=== WORK INSTRUCTION ===
Transcribe all the data below exactly, leaving its pictures out.

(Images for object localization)
═══

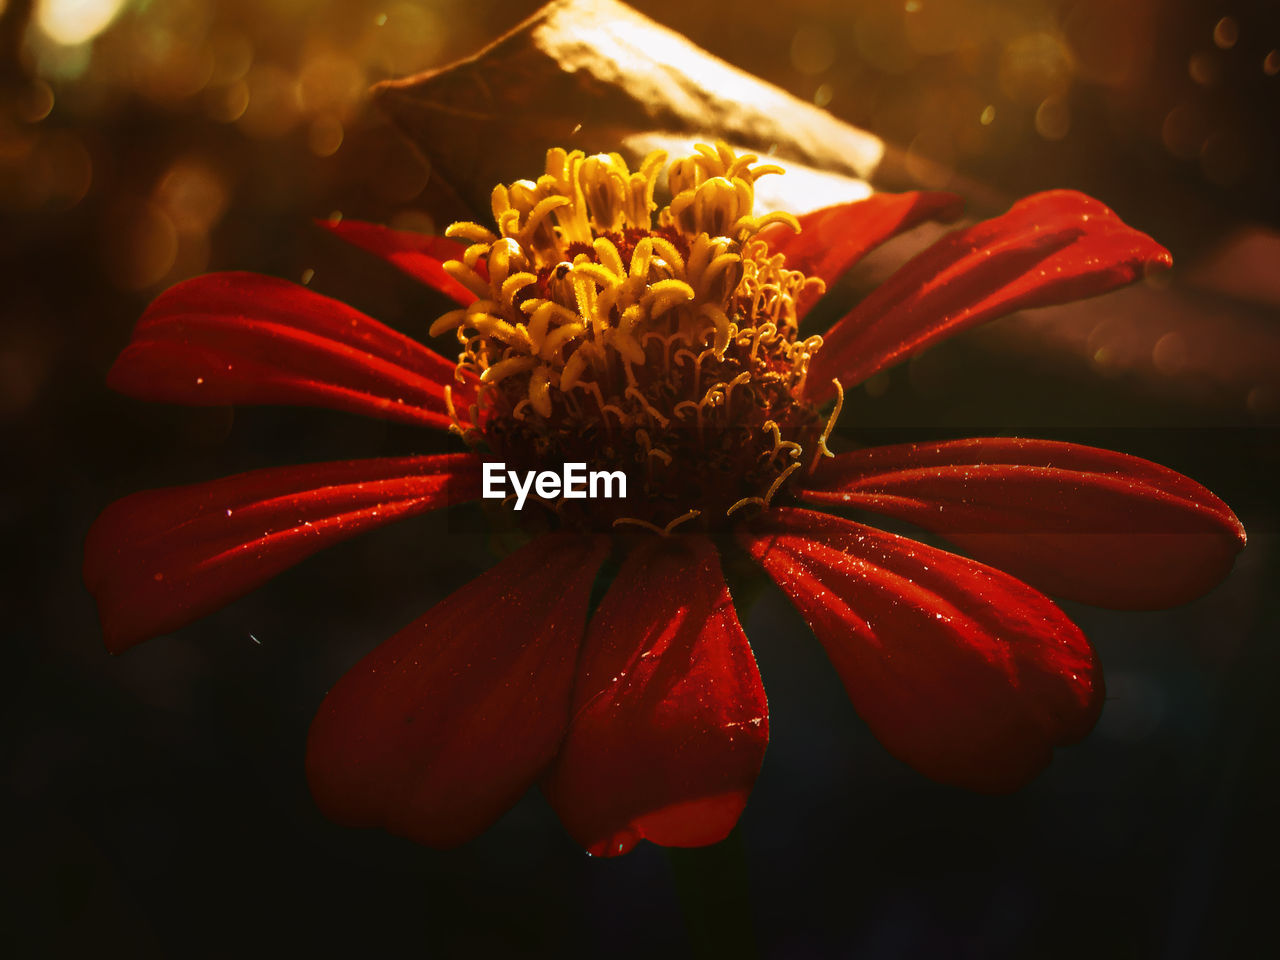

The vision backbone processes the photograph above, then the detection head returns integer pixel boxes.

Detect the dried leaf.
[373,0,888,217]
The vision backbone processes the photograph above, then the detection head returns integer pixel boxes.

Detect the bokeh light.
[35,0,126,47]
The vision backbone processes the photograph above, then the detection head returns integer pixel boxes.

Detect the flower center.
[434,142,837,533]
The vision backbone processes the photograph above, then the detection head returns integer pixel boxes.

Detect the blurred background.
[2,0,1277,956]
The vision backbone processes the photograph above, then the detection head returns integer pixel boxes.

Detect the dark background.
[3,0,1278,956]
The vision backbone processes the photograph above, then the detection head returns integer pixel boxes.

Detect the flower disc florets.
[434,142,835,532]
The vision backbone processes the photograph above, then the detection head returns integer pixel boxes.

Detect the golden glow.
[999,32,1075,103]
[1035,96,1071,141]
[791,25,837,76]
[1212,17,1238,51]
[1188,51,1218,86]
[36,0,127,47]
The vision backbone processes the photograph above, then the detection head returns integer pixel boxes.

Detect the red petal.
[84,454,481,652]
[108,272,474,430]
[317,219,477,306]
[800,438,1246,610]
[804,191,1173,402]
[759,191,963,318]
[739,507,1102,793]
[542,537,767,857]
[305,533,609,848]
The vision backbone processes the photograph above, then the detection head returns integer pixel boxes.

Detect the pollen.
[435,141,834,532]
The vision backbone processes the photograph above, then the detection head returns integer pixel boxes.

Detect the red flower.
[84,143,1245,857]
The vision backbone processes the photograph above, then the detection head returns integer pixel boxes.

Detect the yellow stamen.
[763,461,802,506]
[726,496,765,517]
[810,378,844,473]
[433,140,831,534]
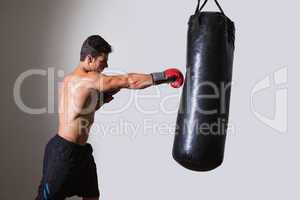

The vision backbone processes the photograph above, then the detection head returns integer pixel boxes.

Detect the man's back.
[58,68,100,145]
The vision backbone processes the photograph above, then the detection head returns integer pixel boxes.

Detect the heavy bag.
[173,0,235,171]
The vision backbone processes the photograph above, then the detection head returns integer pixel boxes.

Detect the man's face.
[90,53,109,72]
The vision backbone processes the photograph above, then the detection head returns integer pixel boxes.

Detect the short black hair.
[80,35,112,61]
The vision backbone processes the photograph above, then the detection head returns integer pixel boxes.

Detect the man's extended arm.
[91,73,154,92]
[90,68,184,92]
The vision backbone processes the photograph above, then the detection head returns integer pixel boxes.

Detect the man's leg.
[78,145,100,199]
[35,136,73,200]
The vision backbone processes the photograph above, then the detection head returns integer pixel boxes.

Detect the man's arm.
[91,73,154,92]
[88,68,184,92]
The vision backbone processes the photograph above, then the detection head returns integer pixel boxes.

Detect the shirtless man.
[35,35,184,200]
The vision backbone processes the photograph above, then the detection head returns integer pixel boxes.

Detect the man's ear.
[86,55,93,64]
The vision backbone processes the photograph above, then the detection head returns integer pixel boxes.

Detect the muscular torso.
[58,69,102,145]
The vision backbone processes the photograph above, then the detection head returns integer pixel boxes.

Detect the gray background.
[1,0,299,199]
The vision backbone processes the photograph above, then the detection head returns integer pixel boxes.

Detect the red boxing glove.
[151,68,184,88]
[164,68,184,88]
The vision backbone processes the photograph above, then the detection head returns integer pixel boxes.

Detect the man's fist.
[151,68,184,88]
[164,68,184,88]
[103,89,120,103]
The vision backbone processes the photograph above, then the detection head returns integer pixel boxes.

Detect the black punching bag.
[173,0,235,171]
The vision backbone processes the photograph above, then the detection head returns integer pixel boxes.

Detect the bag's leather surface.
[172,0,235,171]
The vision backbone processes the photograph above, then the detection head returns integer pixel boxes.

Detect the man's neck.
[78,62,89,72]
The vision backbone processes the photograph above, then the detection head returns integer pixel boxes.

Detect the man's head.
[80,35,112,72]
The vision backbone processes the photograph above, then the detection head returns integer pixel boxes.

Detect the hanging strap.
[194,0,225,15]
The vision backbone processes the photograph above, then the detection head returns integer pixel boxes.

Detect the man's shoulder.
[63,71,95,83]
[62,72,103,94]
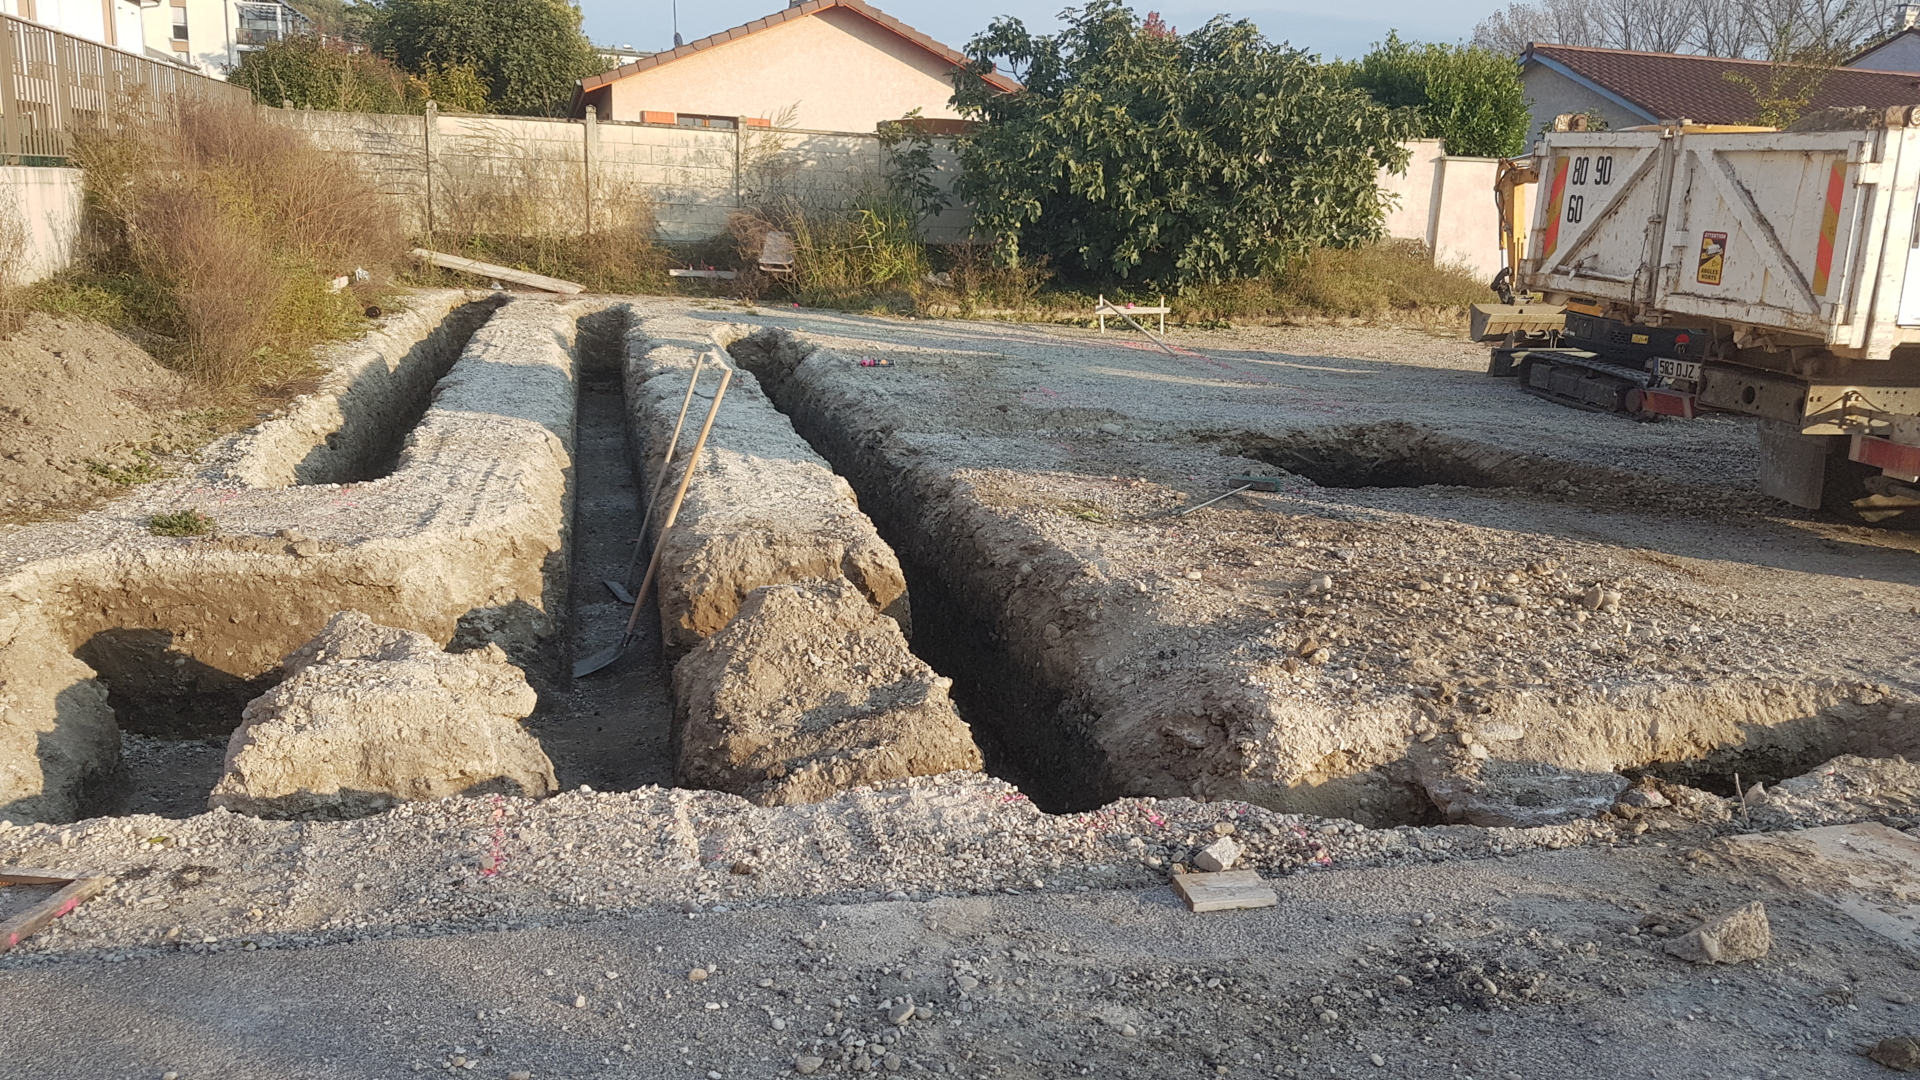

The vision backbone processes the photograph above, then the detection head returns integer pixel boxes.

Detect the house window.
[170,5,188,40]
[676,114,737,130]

═══

=== WRITTEN REPLY ===
The vision backbone processes the photograph above, then the detection head returns integer pixel boxes.

Detect the dried leaf.
[373,0,888,217]
The vision backbone processes the photograph above, then the detection head returns integer pixel boxes.

Detect the bokeh light.
[35,0,126,47]
The vision backbone processes the photograph above, then the detection head returns integer pixel boxes.

Detect the flower center.
[434,142,837,533]
The vision backbone processes the photograph above, then the detection head returns integer pixel boxes.

Detect the blurred background.
[2,0,1277,956]
The vision backbone processes the photograph above, then the detection head returns integer pixel boxes.

Detect the dark background.
[3,0,1278,956]
The vision backbone processes the photograph above, then the detection head returns integer pixel boxes.

Detect the flower disc florets.
[434,142,835,532]
The vision backbone processes the photograph above, then the detection head returns integer pixel boxes.

Detect the golden glow.
[999,32,1075,103]
[1035,96,1071,141]
[791,25,837,76]
[1212,17,1238,51]
[1188,51,1218,86]
[36,0,127,47]
The vision backbone processes the photograph above, then the detection head returns integer pixel boxes.

Detect the red petal.
[84,454,481,652]
[108,272,474,430]
[317,219,477,306]
[800,438,1246,610]
[804,191,1173,402]
[759,191,963,318]
[739,507,1102,793]
[542,537,767,857]
[305,533,609,848]
The vision backbone processes the photograph above, then the detection head returns integer pixel boxes.

Detect the pollen.
[435,141,834,532]
The vision backbone processes the photograph above, then the detection head returns integer pixel boxes.

Detect the red flower.
[84,143,1245,857]
The vision backbone processes the photograph above, then the detection head returns integer pixel boxes.

Detect the yellow stamen.
[763,461,802,506]
[726,496,765,517]
[810,378,844,473]
[433,140,831,534]

The vision backbone processes the photograph above, then the detection head returns integer pixel boxes.

Detect the man's back.
[58,68,100,145]
The vision backbone processes the photograph above, then the detection head returns integer pixel boxes.

Detect the heavy bag.
[173,0,235,171]
The vision backbone processes the photograph above, then the detection head returns integer pixel boxes.

Detect the man's face.
[90,53,109,72]
The vision backbone processes the photograph above, then the detection head returns integer pixel boxes.

Detect the short black hair.
[80,35,112,61]
The vision backbone processes the photograph above, then the detection head returns integer pixel boxes.

Detect the man's extended arm.
[91,73,154,92]
[90,68,184,92]
The vision backbone processes the photograph above, then the detection head returns integer pixel boxes.

Detect the man's leg.
[78,145,100,199]
[35,136,73,200]
The vision backbone processes the photograph above, then the detection head returns integer pixel boxes.

Detect the man's arm.
[91,73,154,92]
[88,68,184,92]
The vision backbone processes the photograph above, then the detection head returns integer pixel boxes.

Detect the shirtless man.
[35,35,184,200]
The vision backbone processes the photograph above, then the detection head returns integer pixel boxes.

Detect the man's ear.
[86,55,93,64]
The vision backbone processes the photograph above, then the detection head returns integer pixel boxes.

Detect the muscular torso.
[58,69,102,145]
The vision backbone processes the photograph above, then the detection head returns integer pixel boxes.

Detect the gray background.
[1,0,299,199]
The vision backbone processes the photograph above, then the detection head returns integer pixel boxes.

Detect the red boxing glove.
[151,68,184,88]
[164,68,184,88]
The vision backbone processes the photograph above, then the detection head returns integer pixel boxes.

Detect the man's fist.
[151,68,184,88]
[164,68,184,88]
[103,89,120,103]
The vision backbone processes the photograph above, then the detection head returns integer pixel boxes.

Detect the black punching bag.
[173,0,235,171]
The vision backbone processes the photograph above, then the detection head returns integer pixel boxes.

Detect the bag's leather surface.
[172,0,235,171]
The vision backbone processes the photograph above, then the detection head returns integer pixel boxes.

Detect the man's neck.
[78,62,89,72]
The vision backbone processes the photograph above, then the detection head returns integer pixel boxes.

Detect the man's head.
[80,35,112,72]
The vision backbone processes the photograph above, then the detection head returns integer pixel boxes.

Detect the hanging strap.
[194,0,225,15]
The vision backbone processes the photograph above, then the detection head returns integer pixel boxes.

Detect the man's shoulder.
[63,71,95,83]
[62,72,103,94]

The vision backbone processes the photograph above, then the detection head returns integer pixel boxes.

Detect the house window.
[170,5,188,40]
[676,114,737,130]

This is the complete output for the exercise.